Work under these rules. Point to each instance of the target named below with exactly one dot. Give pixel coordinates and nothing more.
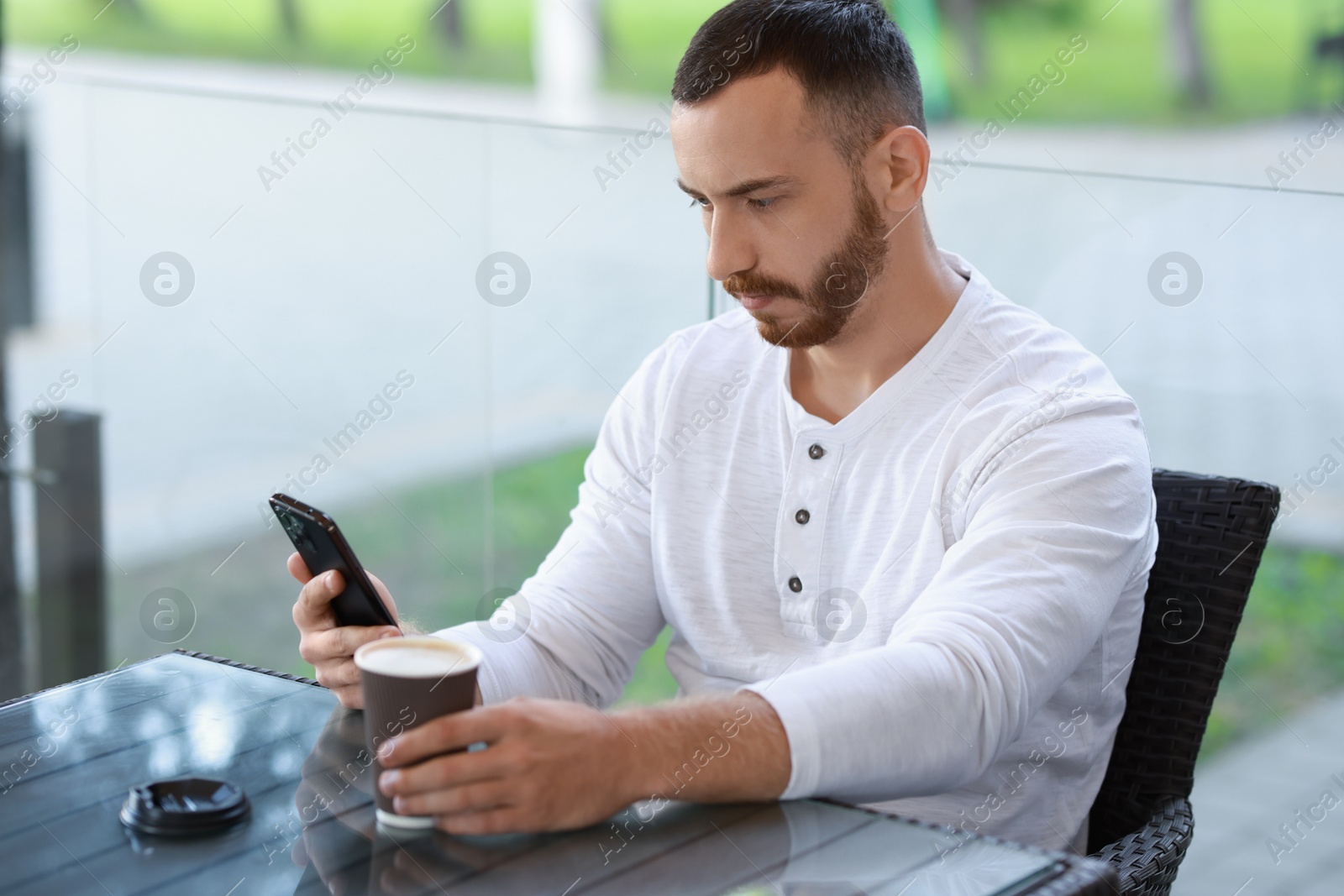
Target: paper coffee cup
(407, 683)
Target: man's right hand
(326, 644)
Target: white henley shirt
(940, 594)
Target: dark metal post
(67, 486)
(11, 610)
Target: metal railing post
(67, 490)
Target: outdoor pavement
(1247, 794)
(315, 291)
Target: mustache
(759, 285)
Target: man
(900, 526)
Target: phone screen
(323, 547)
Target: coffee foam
(417, 658)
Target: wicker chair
(1211, 537)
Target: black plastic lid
(186, 806)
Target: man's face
(792, 234)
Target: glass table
(69, 757)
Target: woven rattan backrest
(1211, 533)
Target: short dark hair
(853, 60)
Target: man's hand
(555, 765)
(327, 645)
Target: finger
(351, 696)
(494, 821)
(479, 797)
(454, 731)
(327, 645)
(313, 609)
(454, 770)
(299, 569)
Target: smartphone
(323, 547)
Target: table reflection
(300, 757)
(806, 848)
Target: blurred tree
(449, 22)
(289, 19)
(965, 20)
(1189, 55)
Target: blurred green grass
(1260, 51)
_ _ _ _ _ _ _
### TO BE DONE
Convert all of the material above into a JSON list of strings, with one string for each line and blank lines left out. Leave the pictures out of the list.

### RESULT OF THIS TASK
[
  "Work under these rules. Point to each instance of the target named below with exactly one dot. Give pixel coordinates and nothing more.",
  "Target: paper coffee cup",
  "(407, 683)",
  "Target: man's right hand",
  "(326, 644)",
  "Target: white henley shirt",
  "(940, 594)",
  "Target: dark metal post",
  "(67, 486)",
  "(11, 610)",
  "Target: metal railing post",
  "(67, 490)",
  "Target: outdoor pavement",
  "(1247, 794)",
  "(315, 291)",
  "Target: mustache",
  "(759, 285)",
  "Target: man",
  "(900, 526)",
  "Target: phone screen",
  "(323, 547)",
  "Target: coffee foam",
  "(417, 658)",
  "Target: wicker chair",
  "(1211, 537)",
  "Target: black plastic lid",
  "(186, 806)",
  "Target: man's face",
  "(792, 234)",
  "Target: glass table",
  "(69, 757)",
  "Target: woven rattan backrest",
  "(1211, 533)",
  "Target: short dark hair",
  "(853, 60)",
  "Target: man's hand",
  "(555, 765)",
  "(327, 645)",
  "Target: finger",
  "(351, 696)",
  "(494, 821)",
  "(479, 797)",
  "(454, 731)",
  "(327, 645)",
  "(313, 609)",
  "(454, 770)",
  "(299, 569)",
  "Target: smartphone",
  "(323, 547)",
  "Target: table reflection",
  "(300, 757)",
  "(806, 848)",
  "Target: blurred tree",
  "(449, 22)",
  "(289, 19)",
  "(965, 20)",
  "(1189, 55)",
  "Target: blurred green grass",
  "(1260, 51)"
]